■ Task prompt
Can you format the items from the line with "the book is" through the line with "14, 2, 523, 278", both included, as a two-column CSV headed item_text and answer? Give one row per item, with its text and its answer each in a single quoted field and any line breaks turned into spaces.

■ Data for the task
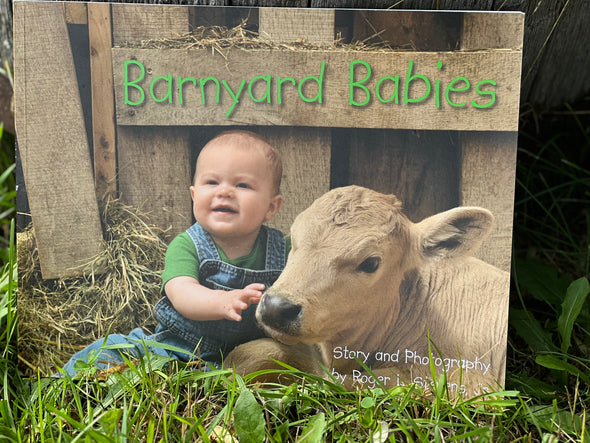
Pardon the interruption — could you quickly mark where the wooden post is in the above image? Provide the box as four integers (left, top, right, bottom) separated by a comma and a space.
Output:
259, 8, 334, 234
112, 4, 192, 238
88, 3, 117, 199
460, 13, 523, 271
14, 2, 102, 278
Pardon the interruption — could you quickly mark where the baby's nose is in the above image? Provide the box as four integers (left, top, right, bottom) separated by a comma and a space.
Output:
217, 185, 234, 197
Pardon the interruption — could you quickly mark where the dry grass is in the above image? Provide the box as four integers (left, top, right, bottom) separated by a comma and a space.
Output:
121, 21, 398, 53
18, 200, 166, 375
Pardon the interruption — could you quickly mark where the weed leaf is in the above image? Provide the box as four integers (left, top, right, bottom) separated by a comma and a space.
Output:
234, 389, 265, 443
535, 355, 590, 384
297, 412, 326, 443
557, 277, 590, 353
509, 309, 557, 352
515, 259, 571, 306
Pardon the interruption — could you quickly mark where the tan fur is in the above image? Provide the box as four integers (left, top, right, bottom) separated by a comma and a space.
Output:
224, 186, 509, 393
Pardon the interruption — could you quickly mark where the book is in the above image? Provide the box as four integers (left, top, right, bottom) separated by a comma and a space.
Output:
14, 1, 524, 396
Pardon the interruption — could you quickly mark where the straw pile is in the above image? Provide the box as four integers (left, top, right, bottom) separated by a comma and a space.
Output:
119, 20, 398, 55
17, 200, 166, 375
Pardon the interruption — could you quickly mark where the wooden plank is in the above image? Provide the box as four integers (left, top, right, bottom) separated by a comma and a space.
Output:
461, 132, 517, 271
117, 127, 192, 239
461, 13, 524, 271
88, 3, 117, 199
63, 2, 90, 25
14, 2, 102, 278
349, 130, 460, 222
461, 12, 524, 51
354, 10, 462, 51
258, 8, 335, 234
259, 8, 334, 45
258, 127, 332, 234
112, 3, 189, 46
113, 48, 521, 130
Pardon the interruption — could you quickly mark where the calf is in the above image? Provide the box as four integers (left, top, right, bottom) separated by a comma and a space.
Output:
228, 186, 509, 395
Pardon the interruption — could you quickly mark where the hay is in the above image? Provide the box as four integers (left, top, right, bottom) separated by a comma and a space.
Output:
17, 200, 166, 375
118, 20, 398, 55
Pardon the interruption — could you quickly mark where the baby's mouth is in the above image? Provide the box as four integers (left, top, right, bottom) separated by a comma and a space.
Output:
213, 206, 238, 214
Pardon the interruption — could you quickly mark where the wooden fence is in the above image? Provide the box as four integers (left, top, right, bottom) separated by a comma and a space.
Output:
14, 2, 523, 278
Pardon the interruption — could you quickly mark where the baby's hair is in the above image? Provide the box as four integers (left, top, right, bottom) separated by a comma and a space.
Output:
193, 129, 283, 195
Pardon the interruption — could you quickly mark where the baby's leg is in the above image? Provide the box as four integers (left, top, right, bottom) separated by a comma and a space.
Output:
54, 328, 153, 377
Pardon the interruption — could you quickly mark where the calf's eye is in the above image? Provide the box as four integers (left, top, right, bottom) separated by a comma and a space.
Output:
356, 257, 381, 274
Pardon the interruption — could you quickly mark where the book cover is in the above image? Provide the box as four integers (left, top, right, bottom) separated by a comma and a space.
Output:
14, 1, 524, 396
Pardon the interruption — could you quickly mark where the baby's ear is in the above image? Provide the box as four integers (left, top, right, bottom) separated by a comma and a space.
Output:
264, 194, 283, 221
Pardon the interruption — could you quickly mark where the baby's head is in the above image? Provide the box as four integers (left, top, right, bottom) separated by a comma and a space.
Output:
193, 129, 283, 195
190, 130, 283, 248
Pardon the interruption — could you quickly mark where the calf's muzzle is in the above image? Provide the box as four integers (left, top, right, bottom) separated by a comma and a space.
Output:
256, 292, 303, 334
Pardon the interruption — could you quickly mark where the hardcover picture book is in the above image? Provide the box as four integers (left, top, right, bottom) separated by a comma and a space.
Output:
14, 1, 524, 397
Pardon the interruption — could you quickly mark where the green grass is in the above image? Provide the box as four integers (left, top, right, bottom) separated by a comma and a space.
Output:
0, 103, 590, 442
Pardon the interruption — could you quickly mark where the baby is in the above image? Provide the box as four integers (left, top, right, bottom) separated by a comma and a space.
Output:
63, 130, 290, 375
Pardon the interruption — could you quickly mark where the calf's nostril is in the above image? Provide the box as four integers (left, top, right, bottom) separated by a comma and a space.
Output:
259, 293, 301, 329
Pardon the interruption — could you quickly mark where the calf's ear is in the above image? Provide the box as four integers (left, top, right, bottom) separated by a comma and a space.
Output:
416, 207, 494, 260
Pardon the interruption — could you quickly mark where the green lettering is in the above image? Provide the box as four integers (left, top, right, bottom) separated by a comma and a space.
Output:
277, 77, 296, 105
348, 60, 371, 106
199, 77, 221, 106
445, 77, 471, 108
248, 74, 271, 103
150, 74, 172, 103
221, 80, 246, 117
178, 77, 197, 106
434, 60, 442, 108
375, 75, 399, 105
404, 60, 431, 104
297, 62, 325, 103
123, 60, 145, 106
471, 80, 496, 109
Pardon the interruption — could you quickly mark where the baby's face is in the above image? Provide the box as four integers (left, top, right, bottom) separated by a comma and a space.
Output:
190, 137, 280, 246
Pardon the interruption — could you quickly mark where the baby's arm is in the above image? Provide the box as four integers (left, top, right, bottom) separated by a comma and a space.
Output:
164, 276, 264, 321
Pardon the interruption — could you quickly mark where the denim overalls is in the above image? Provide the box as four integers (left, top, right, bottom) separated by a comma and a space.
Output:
61, 223, 285, 377
154, 223, 285, 364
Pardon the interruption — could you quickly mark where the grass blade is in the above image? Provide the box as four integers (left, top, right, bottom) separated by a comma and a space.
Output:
557, 277, 590, 353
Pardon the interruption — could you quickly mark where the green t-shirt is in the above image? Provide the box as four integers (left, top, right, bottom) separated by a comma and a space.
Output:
161, 230, 291, 294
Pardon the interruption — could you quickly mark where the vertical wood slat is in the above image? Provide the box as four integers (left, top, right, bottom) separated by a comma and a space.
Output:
14, 2, 102, 278
259, 8, 334, 233
350, 11, 458, 222
117, 126, 192, 239
63, 2, 88, 25
461, 132, 517, 272
88, 3, 117, 199
461, 13, 524, 271
258, 126, 332, 234
111, 4, 192, 238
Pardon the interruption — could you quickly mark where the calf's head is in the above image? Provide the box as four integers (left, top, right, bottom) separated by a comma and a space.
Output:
256, 186, 492, 344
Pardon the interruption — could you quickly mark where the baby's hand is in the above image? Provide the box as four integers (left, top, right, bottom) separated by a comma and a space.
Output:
223, 283, 264, 321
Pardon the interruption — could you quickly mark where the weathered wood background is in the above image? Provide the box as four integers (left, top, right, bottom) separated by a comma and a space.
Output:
15, 1, 523, 278
0, 0, 590, 112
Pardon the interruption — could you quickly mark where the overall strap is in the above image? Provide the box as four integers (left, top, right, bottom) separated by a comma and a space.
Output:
268, 229, 286, 270
186, 223, 221, 263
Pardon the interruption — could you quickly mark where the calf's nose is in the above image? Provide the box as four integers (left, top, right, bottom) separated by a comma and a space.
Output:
258, 292, 302, 330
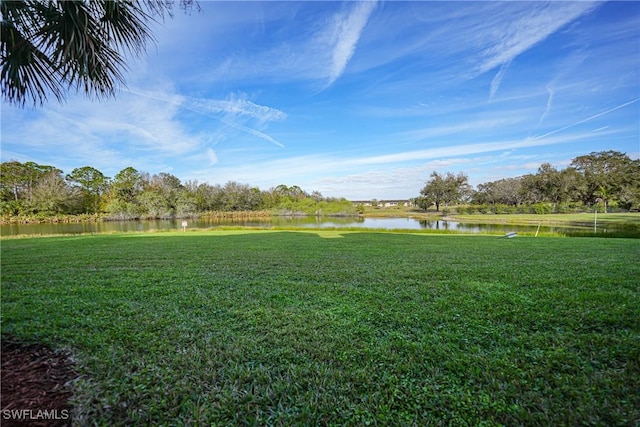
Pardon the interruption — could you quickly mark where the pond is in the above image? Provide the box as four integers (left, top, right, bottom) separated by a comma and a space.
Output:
0, 217, 580, 236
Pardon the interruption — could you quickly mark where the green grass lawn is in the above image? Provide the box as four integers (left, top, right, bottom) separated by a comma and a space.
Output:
1, 231, 640, 426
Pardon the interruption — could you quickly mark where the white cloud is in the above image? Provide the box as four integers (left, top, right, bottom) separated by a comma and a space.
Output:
205, 148, 218, 166
320, 1, 376, 87
476, 1, 599, 74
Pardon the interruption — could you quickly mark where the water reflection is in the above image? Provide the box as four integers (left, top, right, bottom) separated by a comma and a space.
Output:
0, 217, 576, 236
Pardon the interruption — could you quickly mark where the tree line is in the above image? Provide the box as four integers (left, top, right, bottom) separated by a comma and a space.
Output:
0, 161, 357, 220
414, 150, 640, 213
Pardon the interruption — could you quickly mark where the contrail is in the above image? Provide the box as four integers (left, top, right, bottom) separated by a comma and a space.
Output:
538, 86, 554, 126
533, 98, 640, 139
121, 88, 285, 148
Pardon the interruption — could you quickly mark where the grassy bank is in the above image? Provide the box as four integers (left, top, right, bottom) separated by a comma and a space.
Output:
2, 231, 640, 425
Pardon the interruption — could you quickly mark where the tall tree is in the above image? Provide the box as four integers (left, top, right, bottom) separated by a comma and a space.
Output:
66, 166, 109, 213
0, 0, 197, 105
571, 150, 640, 212
29, 169, 82, 215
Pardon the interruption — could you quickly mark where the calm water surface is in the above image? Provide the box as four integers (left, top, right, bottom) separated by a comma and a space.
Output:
0, 217, 580, 236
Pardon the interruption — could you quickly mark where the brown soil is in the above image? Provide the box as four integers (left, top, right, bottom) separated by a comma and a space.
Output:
0, 339, 75, 427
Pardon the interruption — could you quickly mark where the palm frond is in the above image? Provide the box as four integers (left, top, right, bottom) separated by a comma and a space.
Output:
0, 0, 192, 106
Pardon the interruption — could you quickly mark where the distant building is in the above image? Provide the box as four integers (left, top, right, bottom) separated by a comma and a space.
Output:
351, 200, 413, 208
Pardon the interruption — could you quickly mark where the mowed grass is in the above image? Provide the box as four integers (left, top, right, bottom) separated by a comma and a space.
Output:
2, 231, 640, 426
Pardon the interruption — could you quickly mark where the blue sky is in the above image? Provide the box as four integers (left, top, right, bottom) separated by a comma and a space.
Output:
1, 1, 640, 199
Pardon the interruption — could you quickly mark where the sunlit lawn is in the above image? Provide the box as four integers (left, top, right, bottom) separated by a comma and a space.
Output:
1, 231, 640, 425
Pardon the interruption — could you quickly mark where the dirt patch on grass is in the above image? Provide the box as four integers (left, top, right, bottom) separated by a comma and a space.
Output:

■ Problem solution
item_text,answer
"Pardon the interruption — could you quickly mark where the book is in the above image? Provide the box as four integers (left, top, right, bottom) separated by a comma and a space. Output:","14, 1, 524, 396"
"Pardon the interruption — could you quickly mark where the straw pile is in the above image? Provide the box as four integers (left, top, right, bottom) separated by a comma and a space. Output:","119, 20, 398, 55 17, 200, 166, 375"
"Pardon the interruption — could you quickly mark where the wooden plank is in the above image? Provide the box as four integers (left, top, right, bottom) separated by a comma and a space. Output:","461, 132, 517, 271 117, 127, 192, 239 461, 13, 524, 271 88, 3, 117, 199 63, 2, 90, 25 14, 2, 102, 278 349, 130, 460, 222 461, 12, 524, 51 354, 10, 462, 51 258, 8, 335, 234 259, 8, 334, 45 258, 127, 332, 234 112, 3, 189, 46 113, 48, 521, 130"
"Pardon the interruption — could you quickly mark where the calf is in the above image? Provide the box as four integers (left, top, right, bottom) separated by a comma and a space. Output:","228, 186, 509, 395"
"Pardon the interruption — could you quickly mark where the hay is in the above image? Provide the box as four integers (left, top, right, bottom) separated by a comma and a space. Output:","17, 200, 166, 375 118, 20, 398, 55"
"Pardon the interruption — could you quickly mark where the baby's mouth is in the above image? Provide the box as four integers (left, top, right, bottom) separated by a comma and a space. Output:","213, 206, 238, 214"
"Pardon the interruption — could you quickly mark where the wooden fence is in the above image? Provide the box as four integers (left, top, right, bottom) separated by a comma and a space. Output:","14, 2, 523, 278"